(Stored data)
※

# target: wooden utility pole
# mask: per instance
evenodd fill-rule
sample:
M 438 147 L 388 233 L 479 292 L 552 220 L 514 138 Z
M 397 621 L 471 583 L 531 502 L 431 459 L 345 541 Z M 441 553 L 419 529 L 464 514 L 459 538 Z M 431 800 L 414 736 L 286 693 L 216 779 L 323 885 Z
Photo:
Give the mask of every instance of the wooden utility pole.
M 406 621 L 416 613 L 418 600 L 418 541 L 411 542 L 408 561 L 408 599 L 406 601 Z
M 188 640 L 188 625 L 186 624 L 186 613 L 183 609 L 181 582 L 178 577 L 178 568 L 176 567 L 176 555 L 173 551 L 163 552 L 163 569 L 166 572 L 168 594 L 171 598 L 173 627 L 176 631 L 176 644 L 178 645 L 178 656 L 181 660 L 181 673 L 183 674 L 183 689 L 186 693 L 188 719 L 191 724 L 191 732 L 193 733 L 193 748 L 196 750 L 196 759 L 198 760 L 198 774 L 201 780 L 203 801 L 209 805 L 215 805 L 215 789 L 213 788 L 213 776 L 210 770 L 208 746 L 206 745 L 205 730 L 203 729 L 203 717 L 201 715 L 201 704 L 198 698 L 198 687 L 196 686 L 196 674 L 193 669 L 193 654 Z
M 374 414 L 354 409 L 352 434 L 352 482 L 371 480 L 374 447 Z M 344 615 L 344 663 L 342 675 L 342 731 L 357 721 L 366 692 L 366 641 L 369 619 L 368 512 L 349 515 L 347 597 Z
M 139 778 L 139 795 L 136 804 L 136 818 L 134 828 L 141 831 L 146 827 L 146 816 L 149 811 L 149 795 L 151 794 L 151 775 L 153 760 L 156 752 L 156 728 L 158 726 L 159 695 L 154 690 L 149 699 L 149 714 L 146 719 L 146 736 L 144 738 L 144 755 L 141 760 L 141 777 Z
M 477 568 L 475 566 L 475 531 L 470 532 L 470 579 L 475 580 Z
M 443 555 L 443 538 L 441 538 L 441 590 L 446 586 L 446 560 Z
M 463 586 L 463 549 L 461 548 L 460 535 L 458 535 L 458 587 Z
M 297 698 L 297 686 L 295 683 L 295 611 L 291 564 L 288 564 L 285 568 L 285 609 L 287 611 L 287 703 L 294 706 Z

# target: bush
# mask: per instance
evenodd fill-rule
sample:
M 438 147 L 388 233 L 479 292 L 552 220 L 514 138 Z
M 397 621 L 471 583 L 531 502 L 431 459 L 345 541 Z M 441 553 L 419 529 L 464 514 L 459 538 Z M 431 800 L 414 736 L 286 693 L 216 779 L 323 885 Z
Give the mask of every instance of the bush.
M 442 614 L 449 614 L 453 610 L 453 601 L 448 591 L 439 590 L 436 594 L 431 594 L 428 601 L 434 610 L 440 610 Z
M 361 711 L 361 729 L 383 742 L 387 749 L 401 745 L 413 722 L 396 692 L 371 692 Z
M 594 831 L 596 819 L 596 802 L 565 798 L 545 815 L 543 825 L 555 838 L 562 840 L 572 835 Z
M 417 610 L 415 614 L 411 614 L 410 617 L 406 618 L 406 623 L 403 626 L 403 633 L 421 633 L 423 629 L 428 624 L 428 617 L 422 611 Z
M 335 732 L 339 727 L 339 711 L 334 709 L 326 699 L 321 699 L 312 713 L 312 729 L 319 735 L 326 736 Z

※

## [Exercise instructions]
Using the records above, copy exactly the lines from the one containing "# target: bush" through the last, inclusive, and nothing else.

## [Exercise output]
# target: bush
# mask: per instance
evenodd fill-rule
sample:
M 438 147 L 388 233 L 479 292 L 552 220 L 514 138 Z
M 397 621 L 471 583 L 531 502 L 431 459 L 345 541 Z M 441 553 L 419 529 L 464 514 L 459 538 Z M 431 800 L 414 736 L 286 693 L 216 779 L 323 885 Z
Give the mask of every instance of the bush.
M 442 614 L 449 614 L 453 610 L 453 601 L 448 591 L 439 590 L 436 594 L 431 594 L 428 601 L 434 610 L 440 610 Z
M 361 711 L 361 729 L 383 742 L 387 749 L 401 745 L 413 722 L 396 692 L 371 692 Z
M 594 831 L 596 819 L 596 802 L 565 798 L 545 815 L 543 825 L 555 838 L 562 840 L 572 835 Z
M 417 610 L 415 614 L 411 614 L 410 617 L 406 618 L 406 623 L 403 626 L 403 633 L 421 633 L 423 629 L 428 624 L 428 617 L 422 611 Z
M 335 732 L 339 727 L 339 711 L 334 709 L 326 699 L 321 699 L 312 713 L 312 729 L 319 735 L 326 736 Z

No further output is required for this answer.